# PyTerrier retrieval

In [1]:
from src.base.pipeline import Pipeline
from src.runner import Runner
from typing import Tuple, Union, List
from arqmath_code.Entities.Post import Answer
from arqmath_code.topic_file_reader import Topic

In [2]:
from src import init_data
topic_reader, data_reader = init_data(task=1)

reading users
reading comments
reading votes
reading post links
reading posts


In [None]:
import multiprocessing
from src.pre_processors.default_pre_processing_steps import remove_xml_tags
from typing import Union
from arqmath_code.Entities.Post import Question
from src.base.pre_processing import PreProcessor

class RemoveXMLTagsFromDocumentBody(PreProcessor):

    def task(self, document: Union[Question, Answer]):
        document.body = remove_xml_tags(document.body)

    def forward(self, queries: List[Topic], documents: List[Union[Question, Answer]]) -> List[Union[Question, Answer]]:
        pool_obj = multiprocessing.Pool()
        return_value = pool_obj.map(self.task,range(0,5))
        return documents

In [5]:
from src.pre_processors.default_pre_processing_steps import tokenize_text

class NLTKTokenizationAndStopwordRemoval(PreProcessor):
    def forward(self, queries: List[Topic], documents: List[Union[Question, Answer]]) -> List[Union[Question, Answer]]:
        for document in documents:
            document.body = tokenize_text(document.body)
        return documents

In [6]:
from src.base.query_pre_processor import QueryPreProcessor

class NLTKTokenizationAndStopwordRemovalForQueries(QueryPreProcessor):
    def forward(self, queries: List[Topic]) -> List[Topic]:
        for topic in queries:
            topic.question = tokenize_text(topic.question)

---

◆ **Problems and tasks**
#1 In the PyTerrier retrieval notebook above, please condense the cell starting "from src.pre_processors.default_pre_processing_steps import tokenize_text" into a short list that keeps its main facts.
#2 Carry on the PyTerrier retrieval notebook from its last line, completing the unfinished cell and writing the code that follows.

---

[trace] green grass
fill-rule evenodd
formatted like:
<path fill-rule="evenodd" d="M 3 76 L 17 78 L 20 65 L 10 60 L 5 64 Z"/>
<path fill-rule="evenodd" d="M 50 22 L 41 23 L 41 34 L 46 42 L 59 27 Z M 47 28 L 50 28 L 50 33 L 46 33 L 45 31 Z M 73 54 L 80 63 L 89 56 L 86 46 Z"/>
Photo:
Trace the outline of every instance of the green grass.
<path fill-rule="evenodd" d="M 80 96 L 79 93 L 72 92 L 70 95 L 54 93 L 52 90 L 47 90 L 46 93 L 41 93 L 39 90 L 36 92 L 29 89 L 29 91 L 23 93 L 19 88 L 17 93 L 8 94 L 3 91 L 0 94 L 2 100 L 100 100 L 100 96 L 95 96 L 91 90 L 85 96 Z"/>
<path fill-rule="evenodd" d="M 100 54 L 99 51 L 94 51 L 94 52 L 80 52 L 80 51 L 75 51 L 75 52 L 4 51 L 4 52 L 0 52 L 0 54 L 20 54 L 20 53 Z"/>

---

◆ **Written responses**
#1
- Imports `tokenize_text` from `src.pre_processors.default_pre_processing_steps`.
- Defines `NLTKTokenizationAndStopwordRemoval` as a subclass of `PreProcessor`.
- Its `forward` method takes a list of `Topic` queries and a list of `Question` or `Answer` documents.
- It replaces each document's `body` with the output of `tokenize_text`.
- It returns the documents.

#2
        return queries

In [7]:
class RemoveXMLTagsFromQueries(QueryPreProcessor):
    def forward(self, queries: List[Topic]) -> List[Topic]:
        for topic in queries:
            topic.question = remove_xml_tags(topic.question)
        return queries

In [8]:
from sklearn.metrics.pairwise import cosine_similarity
import numpy as np
from sklearn.feature_extraction.text import CountVectorizer
from sklearn.decomposition import LatentDirichletAllocation
from typing import Tuple, Union, List

from pandas import DataFrame

from arqmath_code.Entities.Post import Answer, Question
from arqmath_code.topic_file_reader import Topic
from src.base.model import Model


class LatentDirichletAllocationModel(Model):

    def __init__(self):
        pass

    def forward(self, queries: List[Topic], documents: List[Union[Question, Answer]]) -> List[
        Tuple[Topic, Union[Question, Answer], float]]:

        if type(documents) is List[Question]:
            raise Exception("Question are not allowed for this model")

        document_dataframe: DataFrame = DataFrame([document.body for document in documents], columns=["text"])
        count_vectorizer = CountVectorizer(max_df=0.90, min_df=2, lowercase=True)
        document_term_matrix = count_vectorizer.fit_transform(document_dataframe["text"])
        print("Finished count vectorizer")

        lda = LatentDirichletAllocation(n_components=50, random_state=2, n_jobs=-1)
        document_topics = lda.fit_transform(document_term_matrix)
        print("Finished lda embedding")

        query_dataframe: DataFrame = DataFrame([topic.question for topic in queries], columns=["text"])
        query_term_matrix = count_vectorizer.transform(query_dataframe["text"])

        query_topics = lda.transform(query_term_matrix)
        cos_sims: np.ndarray = cosine_similarity(query_topics, document_topics)
        print("Finished cosine similarity calculation")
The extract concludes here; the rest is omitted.